What is required. All lines from the one with "One keypoint belongs to every instance. Tag the dead" to the end of the entries below must be written out exactly. Leave out any other line.

[Collection entries]

□ □ □ □ □ □ □

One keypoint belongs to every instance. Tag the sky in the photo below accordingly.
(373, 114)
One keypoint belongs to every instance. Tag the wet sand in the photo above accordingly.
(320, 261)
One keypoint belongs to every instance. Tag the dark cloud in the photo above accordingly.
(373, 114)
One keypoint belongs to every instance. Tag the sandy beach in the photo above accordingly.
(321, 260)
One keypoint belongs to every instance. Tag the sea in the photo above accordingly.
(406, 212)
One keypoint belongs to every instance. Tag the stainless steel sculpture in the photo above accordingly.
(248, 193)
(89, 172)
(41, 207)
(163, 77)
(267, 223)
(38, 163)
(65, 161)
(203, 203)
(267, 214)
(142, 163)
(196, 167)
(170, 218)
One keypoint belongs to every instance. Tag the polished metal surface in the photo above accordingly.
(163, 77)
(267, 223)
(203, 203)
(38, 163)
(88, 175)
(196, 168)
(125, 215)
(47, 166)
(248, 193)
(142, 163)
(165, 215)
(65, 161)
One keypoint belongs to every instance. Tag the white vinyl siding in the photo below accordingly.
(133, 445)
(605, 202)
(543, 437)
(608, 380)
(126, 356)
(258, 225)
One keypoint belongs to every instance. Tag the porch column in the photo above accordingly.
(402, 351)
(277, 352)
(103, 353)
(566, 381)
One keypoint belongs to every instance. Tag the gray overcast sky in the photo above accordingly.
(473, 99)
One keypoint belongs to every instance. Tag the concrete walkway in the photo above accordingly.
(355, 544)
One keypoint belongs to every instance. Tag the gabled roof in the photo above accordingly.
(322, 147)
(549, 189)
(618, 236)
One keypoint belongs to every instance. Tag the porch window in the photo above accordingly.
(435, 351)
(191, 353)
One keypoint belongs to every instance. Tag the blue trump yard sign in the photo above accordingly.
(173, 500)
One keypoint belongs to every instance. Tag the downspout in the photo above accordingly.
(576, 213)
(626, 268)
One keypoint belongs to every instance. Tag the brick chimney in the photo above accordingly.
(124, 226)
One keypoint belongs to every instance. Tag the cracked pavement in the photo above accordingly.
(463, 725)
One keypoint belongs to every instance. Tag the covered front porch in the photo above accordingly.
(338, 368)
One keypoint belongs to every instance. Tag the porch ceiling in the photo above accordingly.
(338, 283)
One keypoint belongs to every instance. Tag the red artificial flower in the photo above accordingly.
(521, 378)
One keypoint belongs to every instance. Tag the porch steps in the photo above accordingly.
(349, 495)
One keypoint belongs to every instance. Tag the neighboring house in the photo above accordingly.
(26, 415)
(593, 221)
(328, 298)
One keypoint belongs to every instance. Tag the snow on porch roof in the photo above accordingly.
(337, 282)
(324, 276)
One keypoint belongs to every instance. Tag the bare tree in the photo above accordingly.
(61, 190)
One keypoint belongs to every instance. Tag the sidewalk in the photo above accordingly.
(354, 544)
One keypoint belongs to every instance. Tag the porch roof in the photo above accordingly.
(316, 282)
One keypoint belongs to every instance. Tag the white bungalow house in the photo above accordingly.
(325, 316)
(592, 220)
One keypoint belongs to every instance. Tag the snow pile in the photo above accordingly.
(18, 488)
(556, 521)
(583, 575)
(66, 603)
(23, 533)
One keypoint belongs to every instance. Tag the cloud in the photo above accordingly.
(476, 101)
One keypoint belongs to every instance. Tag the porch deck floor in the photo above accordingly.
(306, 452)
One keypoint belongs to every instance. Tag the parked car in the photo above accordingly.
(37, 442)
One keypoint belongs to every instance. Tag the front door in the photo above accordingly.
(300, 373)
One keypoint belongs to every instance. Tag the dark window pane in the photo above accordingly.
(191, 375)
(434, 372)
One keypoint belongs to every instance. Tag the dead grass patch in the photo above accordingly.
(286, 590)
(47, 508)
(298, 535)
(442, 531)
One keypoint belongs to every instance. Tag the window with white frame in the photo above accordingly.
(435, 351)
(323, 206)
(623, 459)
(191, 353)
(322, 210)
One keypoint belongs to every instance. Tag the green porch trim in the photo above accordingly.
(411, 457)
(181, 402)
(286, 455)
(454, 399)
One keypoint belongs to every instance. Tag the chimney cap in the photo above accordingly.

□ □ □ □ □ □ □

Task output.
One keypoint belongs to every instance. Tag the dead grass patch in the photo above accordingly.
(286, 590)
(47, 508)
(298, 535)
(442, 531)
One keypoint belongs to every instance. Tag the window with white frame in the photo above accordingly.
(435, 351)
(323, 206)
(623, 459)
(191, 353)
(322, 210)
One keypoint belongs to every instance. Tag the green porch trim in the photo above accordingly.
(411, 457)
(181, 402)
(286, 455)
(454, 399)
One keypoint belongs to every instance. Tag the chimney cap in the photo above accordingly.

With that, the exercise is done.